[Exercise details]
Set down, without alteration, the lines from the one that contains "For each instance of the wooden board, place" through the final line of the material below.

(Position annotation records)
⁂

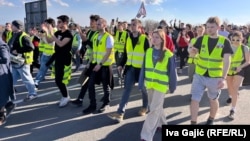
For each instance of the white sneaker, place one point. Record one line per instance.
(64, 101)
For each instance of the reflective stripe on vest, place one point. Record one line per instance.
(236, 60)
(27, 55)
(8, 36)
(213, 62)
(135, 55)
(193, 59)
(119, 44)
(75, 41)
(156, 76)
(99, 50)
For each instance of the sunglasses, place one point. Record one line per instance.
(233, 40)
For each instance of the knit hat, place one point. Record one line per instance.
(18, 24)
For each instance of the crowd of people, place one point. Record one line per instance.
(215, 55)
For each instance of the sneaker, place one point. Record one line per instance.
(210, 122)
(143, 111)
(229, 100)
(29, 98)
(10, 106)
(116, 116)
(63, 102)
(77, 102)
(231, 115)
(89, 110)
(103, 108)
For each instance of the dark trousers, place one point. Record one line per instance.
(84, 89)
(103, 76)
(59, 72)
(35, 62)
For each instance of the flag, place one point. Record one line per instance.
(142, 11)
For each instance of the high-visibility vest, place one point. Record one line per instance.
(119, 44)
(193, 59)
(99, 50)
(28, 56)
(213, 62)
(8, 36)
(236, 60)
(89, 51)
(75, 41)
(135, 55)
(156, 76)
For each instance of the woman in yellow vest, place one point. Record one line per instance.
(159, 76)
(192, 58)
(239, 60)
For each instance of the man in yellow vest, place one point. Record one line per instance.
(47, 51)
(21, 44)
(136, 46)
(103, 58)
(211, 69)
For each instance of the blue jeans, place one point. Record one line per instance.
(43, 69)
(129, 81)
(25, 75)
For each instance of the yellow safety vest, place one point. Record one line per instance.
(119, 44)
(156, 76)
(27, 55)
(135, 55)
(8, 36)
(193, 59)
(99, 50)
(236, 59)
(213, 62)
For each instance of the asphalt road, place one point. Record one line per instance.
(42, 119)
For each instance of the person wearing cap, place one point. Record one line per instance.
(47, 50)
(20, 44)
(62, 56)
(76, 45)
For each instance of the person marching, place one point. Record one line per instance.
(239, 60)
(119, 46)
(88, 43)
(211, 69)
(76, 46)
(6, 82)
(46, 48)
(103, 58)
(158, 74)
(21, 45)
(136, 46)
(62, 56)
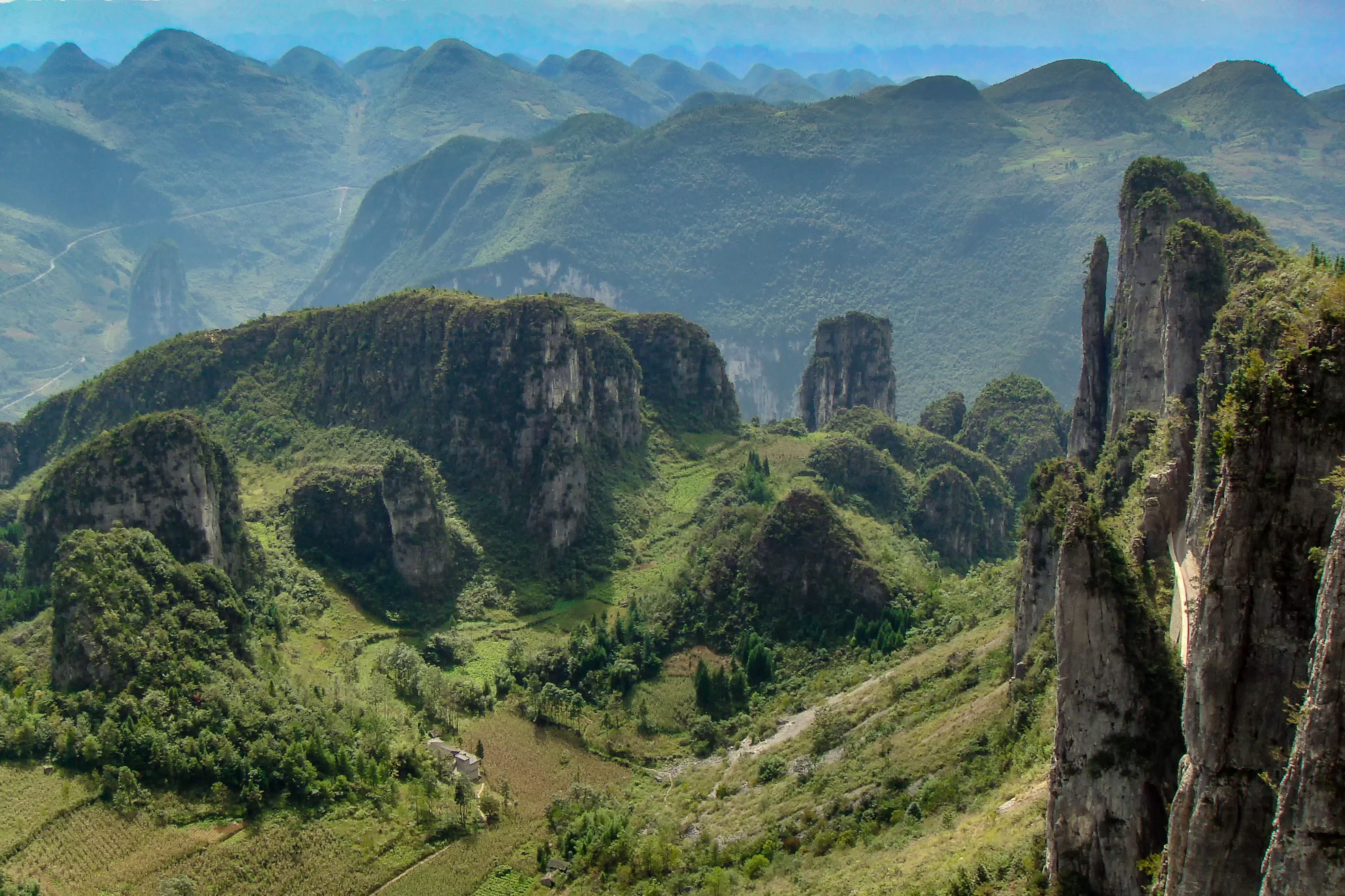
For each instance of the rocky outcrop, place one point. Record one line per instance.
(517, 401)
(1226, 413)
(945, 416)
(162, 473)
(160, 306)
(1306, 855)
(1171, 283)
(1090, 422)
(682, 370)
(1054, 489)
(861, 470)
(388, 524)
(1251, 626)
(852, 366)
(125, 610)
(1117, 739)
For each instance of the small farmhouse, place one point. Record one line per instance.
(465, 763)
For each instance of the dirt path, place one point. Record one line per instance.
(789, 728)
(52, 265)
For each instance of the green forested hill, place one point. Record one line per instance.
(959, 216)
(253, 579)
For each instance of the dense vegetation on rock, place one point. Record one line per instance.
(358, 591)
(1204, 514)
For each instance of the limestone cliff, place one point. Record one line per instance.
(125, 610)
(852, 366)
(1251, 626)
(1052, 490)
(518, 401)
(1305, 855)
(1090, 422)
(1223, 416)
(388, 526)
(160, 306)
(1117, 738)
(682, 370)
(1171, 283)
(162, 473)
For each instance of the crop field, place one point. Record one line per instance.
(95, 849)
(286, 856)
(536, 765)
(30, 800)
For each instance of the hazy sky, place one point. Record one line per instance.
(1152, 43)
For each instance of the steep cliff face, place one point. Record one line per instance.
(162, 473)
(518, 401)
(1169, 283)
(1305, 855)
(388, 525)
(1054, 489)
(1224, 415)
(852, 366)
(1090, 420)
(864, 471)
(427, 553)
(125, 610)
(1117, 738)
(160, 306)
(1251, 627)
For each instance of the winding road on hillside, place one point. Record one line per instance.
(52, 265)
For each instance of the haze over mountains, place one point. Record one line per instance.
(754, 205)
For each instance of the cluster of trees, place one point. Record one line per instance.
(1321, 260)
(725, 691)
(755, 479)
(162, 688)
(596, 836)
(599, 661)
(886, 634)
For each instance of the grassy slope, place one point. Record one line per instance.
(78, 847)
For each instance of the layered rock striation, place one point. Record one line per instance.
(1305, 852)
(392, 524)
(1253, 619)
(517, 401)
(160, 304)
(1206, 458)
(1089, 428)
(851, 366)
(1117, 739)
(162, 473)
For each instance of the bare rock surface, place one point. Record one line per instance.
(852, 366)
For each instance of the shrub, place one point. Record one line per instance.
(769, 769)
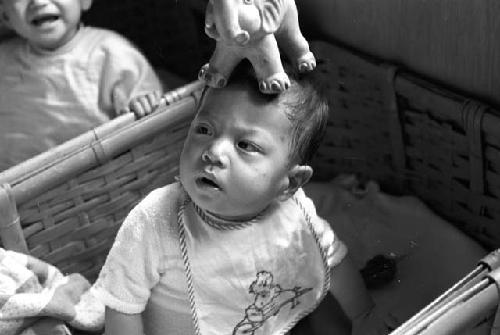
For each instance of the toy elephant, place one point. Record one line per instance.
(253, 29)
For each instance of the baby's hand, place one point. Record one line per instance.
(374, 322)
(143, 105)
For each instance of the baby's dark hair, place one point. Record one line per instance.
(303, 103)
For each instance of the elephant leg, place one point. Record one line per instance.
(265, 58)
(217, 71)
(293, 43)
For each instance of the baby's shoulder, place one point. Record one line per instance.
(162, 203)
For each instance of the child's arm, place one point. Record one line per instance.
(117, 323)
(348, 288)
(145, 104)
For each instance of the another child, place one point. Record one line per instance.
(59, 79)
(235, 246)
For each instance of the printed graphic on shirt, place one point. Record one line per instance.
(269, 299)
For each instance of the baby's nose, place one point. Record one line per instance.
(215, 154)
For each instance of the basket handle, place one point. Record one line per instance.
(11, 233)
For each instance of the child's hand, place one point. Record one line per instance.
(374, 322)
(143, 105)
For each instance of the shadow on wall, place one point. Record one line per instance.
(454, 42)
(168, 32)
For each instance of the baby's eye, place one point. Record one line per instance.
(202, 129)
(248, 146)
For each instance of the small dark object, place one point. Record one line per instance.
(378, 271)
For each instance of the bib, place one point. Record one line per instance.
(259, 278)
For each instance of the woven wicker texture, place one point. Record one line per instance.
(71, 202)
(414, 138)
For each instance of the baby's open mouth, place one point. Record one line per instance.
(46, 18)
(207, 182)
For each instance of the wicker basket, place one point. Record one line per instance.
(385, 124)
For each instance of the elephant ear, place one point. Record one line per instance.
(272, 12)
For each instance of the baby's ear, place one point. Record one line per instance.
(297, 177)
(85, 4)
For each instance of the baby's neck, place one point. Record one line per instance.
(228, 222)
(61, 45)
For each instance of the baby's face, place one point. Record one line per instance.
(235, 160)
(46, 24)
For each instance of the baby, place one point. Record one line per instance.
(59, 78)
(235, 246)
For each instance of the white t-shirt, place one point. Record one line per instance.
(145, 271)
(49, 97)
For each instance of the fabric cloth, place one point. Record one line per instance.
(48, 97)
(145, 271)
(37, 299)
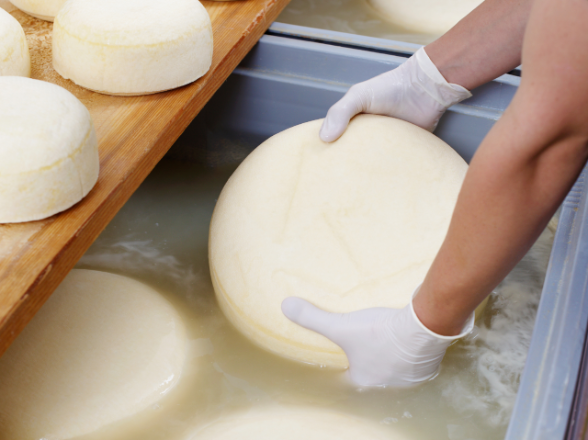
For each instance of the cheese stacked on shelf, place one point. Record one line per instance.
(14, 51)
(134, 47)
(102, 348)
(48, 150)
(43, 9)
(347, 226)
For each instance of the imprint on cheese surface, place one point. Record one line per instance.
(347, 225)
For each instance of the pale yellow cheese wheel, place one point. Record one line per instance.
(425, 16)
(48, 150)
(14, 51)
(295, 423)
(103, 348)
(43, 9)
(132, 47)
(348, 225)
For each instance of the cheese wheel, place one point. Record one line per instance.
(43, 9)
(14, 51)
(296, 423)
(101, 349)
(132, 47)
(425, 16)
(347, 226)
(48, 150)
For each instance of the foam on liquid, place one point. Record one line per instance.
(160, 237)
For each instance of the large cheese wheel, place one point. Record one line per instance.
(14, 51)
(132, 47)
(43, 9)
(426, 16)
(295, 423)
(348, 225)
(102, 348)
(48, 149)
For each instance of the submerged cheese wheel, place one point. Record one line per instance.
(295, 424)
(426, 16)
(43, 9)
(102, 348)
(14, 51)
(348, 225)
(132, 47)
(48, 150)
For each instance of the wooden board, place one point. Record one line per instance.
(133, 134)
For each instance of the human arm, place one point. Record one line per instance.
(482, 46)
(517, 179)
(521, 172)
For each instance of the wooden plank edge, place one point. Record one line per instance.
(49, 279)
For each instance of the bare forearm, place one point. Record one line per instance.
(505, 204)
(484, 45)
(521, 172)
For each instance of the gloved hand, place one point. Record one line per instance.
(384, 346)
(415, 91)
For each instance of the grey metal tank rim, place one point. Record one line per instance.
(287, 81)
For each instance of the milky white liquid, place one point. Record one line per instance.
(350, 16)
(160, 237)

⁂

[Reply to the exercise]
For each instance of the wooden board, place one point. Record one line per instance.
(133, 134)
For each instance of the human arm, place one point. Record one line per instance.
(482, 46)
(517, 179)
(521, 172)
For each instance of the wooden plank edge, place one point. Record one line per instance.
(49, 279)
For each instance of the bare forearm, place one point. Record one line per instance.
(505, 204)
(484, 45)
(521, 172)
For each instance of the gloved hand, place one point. Record one line per instance.
(384, 346)
(415, 91)
For each instance of the grey metal tank rim, place one point. Record one line per instance.
(287, 81)
For each instance of the milky white liquid, place one point. Record one line per instance.
(350, 16)
(160, 237)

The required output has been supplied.